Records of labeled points
+-------+
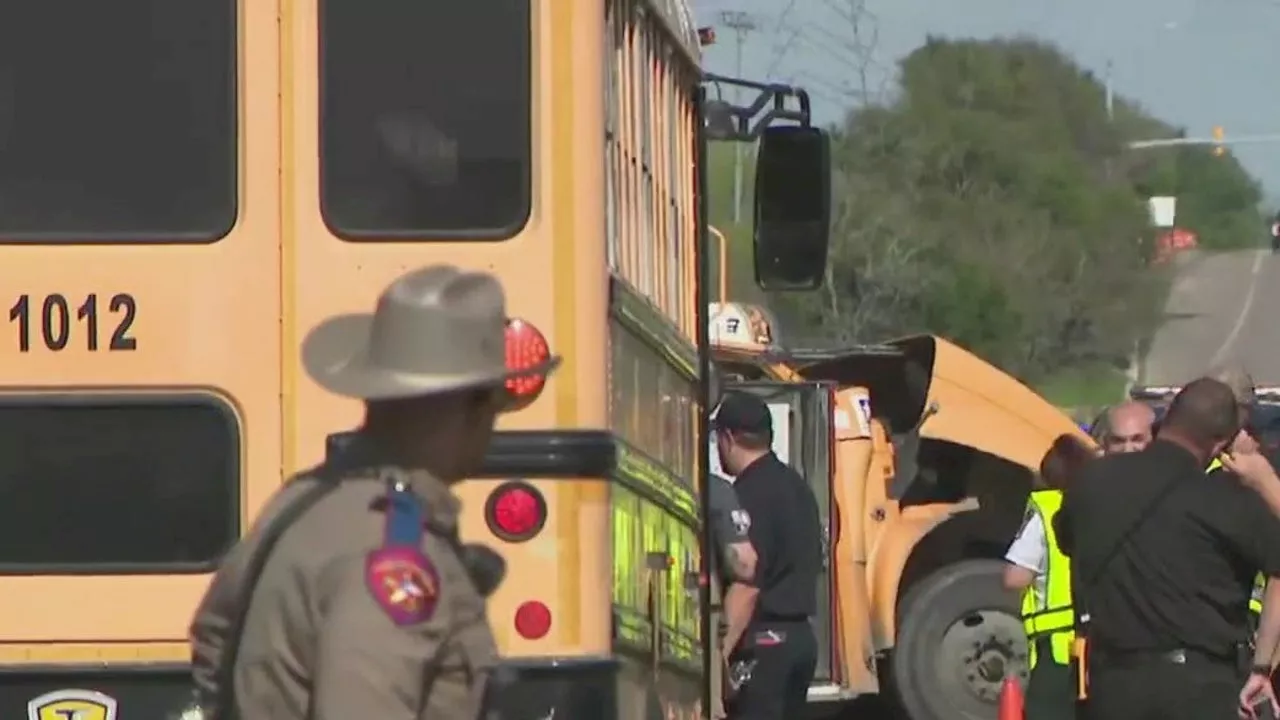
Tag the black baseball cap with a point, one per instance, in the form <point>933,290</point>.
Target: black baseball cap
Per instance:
<point>743,413</point>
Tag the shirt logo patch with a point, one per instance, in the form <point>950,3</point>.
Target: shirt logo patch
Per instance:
<point>72,705</point>
<point>405,584</point>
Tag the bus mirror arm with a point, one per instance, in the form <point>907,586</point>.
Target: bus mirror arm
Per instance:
<point>730,122</point>
<point>931,410</point>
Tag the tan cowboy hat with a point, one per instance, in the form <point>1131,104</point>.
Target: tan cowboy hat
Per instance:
<point>435,329</point>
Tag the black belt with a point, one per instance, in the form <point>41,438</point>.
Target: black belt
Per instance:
<point>781,618</point>
<point>1176,656</point>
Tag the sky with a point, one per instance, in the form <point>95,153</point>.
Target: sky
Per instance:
<point>1193,63</point>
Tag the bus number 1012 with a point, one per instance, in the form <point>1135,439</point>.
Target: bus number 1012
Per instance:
<point>59,322</point>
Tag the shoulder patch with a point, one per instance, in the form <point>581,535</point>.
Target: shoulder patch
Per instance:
<point>1028,515</point>
<point>405,583</point>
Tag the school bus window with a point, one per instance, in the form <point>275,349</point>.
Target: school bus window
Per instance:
<point>650,402</point>
<point>118,121</point>
<point>117,484</point>
<point>425,118</point>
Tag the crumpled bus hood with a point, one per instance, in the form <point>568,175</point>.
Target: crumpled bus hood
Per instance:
<point>982,406</point>
<point>964,399</point>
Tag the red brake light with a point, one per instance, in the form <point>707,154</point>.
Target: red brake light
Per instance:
<point>516,511</point>
<point>526,347</point>
<point>533,620</point>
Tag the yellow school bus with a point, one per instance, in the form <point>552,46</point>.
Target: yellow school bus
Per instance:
<point>186,188</point>
<point>920,456</point>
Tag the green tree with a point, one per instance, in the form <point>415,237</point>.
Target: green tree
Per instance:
<point>993,201</point>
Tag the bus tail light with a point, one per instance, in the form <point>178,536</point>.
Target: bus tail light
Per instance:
<point>516,511</point>
<point>526,347</point>
<point>533,620</point>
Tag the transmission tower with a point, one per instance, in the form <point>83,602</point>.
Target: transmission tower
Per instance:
<point>743,24</point>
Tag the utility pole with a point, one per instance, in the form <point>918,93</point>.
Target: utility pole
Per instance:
<point>743,24</point>
<point>1110,91</point>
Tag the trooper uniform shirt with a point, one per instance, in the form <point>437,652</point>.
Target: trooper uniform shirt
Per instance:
<point>1168,563</point>
<point>353,616</point>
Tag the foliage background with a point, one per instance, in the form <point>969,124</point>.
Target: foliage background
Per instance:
<point>991,200</point>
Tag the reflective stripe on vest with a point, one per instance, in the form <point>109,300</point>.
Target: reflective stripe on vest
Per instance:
<point>1051,615</point>
<point>1260,582</point>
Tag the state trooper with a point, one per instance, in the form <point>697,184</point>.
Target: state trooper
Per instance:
<point>365,605</point>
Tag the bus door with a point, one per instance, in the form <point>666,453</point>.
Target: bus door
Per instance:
<point>804,438</point>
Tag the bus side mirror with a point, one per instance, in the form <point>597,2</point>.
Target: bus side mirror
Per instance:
<point>792,208</point>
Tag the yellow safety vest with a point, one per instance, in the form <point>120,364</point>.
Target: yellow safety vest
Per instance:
<point>1052,614</point>
<point>1260,583</point>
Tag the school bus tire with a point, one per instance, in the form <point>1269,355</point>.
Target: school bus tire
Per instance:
<point>959,633</point>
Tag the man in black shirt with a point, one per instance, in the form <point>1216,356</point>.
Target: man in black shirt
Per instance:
<point>1165,563</point>
<point>778,646</point>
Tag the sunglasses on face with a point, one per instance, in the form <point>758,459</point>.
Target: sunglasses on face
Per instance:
<point>1125,440</point>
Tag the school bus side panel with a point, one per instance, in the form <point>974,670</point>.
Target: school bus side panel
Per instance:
<point>206,320</point>
<point>552,270</point>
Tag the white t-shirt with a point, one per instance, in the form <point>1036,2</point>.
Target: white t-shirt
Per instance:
<point>1029,550</point>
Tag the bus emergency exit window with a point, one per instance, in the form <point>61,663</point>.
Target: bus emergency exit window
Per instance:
<point>118,121</point>
<point>105,484</point>
<point>425,118</point>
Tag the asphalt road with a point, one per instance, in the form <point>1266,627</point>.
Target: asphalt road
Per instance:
<point>1223,309</point>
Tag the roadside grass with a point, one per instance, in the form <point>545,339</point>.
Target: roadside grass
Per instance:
<point>1083,390</point>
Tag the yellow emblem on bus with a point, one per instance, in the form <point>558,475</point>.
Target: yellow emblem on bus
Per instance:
<point>72,705</point>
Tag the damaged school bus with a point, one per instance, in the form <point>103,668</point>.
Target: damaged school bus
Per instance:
<point>922,456</point>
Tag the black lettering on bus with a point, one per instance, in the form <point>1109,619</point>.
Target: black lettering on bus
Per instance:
<point>58,329</point>
<point>123,305</point>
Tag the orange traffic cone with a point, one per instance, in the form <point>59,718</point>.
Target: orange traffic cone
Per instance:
<point>1011,700</point>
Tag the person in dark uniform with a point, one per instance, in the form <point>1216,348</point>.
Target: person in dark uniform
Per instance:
<point>1165,563</point>
<point>778,647</point>
<point>732,595</point>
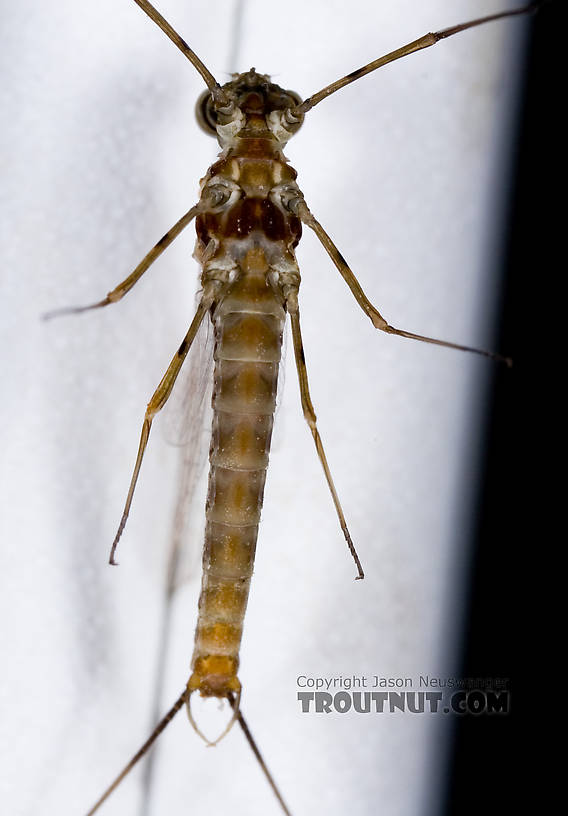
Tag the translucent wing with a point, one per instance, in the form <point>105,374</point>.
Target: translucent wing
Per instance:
<point>187,424</point>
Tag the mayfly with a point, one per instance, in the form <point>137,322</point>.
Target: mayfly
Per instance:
<point>292,282</point>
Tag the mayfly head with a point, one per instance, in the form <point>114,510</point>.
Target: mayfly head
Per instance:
<point>258,108</point>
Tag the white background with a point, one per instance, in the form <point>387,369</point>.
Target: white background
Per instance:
<point>100,155</point>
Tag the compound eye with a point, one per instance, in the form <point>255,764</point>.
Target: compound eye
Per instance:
<point>206,114</point>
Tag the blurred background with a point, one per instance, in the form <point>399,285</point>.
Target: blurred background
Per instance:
<point>411,171</point>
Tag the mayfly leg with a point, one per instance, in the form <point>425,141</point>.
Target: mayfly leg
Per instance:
<point>322,273</point>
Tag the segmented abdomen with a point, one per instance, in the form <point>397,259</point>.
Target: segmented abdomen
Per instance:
<point>248,336</point>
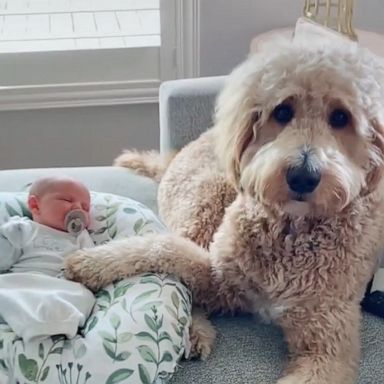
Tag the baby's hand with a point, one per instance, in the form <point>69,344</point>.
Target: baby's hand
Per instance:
<point>83,267</point>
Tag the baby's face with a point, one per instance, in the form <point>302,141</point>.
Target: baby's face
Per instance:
<point>53,206</point>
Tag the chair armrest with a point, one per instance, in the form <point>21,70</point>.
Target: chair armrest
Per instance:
<point>186,110</point>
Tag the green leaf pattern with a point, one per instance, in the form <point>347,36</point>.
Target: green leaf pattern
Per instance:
<point>113,347</point>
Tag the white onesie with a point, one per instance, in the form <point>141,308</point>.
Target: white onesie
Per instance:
<point>33,300</point>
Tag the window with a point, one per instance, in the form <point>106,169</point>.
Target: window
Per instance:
<point>93,52</point>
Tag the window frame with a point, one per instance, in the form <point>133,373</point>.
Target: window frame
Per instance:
<point>70,78</point>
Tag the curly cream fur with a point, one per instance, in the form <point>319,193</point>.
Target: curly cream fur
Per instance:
<point>304,264</point>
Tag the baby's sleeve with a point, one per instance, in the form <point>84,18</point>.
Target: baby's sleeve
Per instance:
<point>12,237</point>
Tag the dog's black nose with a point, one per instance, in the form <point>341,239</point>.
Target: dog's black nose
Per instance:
<point>303,179</point>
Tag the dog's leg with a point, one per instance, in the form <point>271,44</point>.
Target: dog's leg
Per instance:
<point>324,345</point>
<point>165,253</point>
<point>202,335</point>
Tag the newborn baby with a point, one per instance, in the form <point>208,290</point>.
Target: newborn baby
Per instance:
<point>34,300</point>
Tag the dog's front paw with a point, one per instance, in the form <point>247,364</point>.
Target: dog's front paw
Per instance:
<point>83,268</point>
<point>202,336</point>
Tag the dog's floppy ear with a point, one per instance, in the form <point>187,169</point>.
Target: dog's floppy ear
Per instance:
<point>241,141</point>
<point>377,159</point>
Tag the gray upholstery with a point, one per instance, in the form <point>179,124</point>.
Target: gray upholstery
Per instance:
<point>247,351</point>
<point>186,110</point>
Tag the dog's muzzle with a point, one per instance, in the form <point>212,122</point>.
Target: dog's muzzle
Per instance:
<point>302,180</point>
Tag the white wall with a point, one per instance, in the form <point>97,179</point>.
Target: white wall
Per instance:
<point>228,26</point>
<point>92,136</point>
<point>75,136</point>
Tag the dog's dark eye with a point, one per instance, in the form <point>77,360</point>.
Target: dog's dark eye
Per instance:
<point>283,113</point>
<point>339,118</point>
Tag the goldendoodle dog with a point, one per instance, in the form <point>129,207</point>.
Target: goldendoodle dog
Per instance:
<point>282,200</point>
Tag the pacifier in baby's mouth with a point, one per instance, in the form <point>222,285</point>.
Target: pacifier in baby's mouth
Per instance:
<point>75,221</point>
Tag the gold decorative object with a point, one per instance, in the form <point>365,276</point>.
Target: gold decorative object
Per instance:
<point>334,14</point>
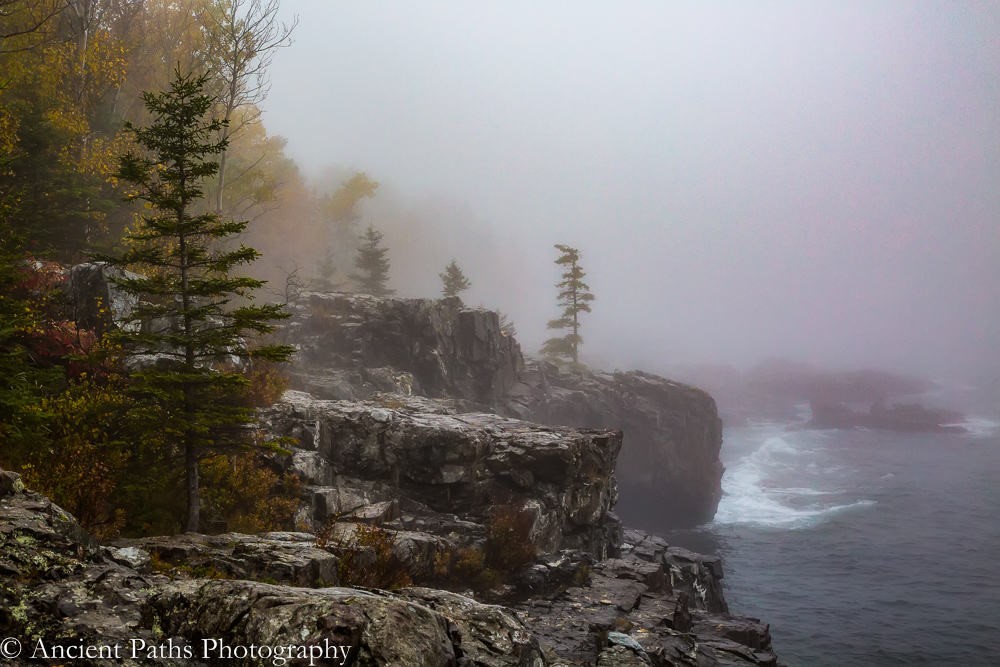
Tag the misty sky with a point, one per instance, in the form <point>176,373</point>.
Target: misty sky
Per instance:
<point>815,180</point>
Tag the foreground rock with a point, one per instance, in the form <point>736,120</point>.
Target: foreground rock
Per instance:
<point>669,467</point>
<point>652,605</point>
<point>60,591</point>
+-------+
• REQUIRED WORK
Render the lines of the data above as a numbered list, leaving out any blank lines, starting with the line that contains "Tag the trooper" and going on through the line that contains "<point>353,616</point>".

• WRITTEN REPLY
1. Tag the trooper uniform shirt with a point, one per instance, in the form <point>437,652</point>.
2. Target: trooper uniform shirt
3. Per instance:
4. <point>1168,563</point>
5. <point>353,616</point>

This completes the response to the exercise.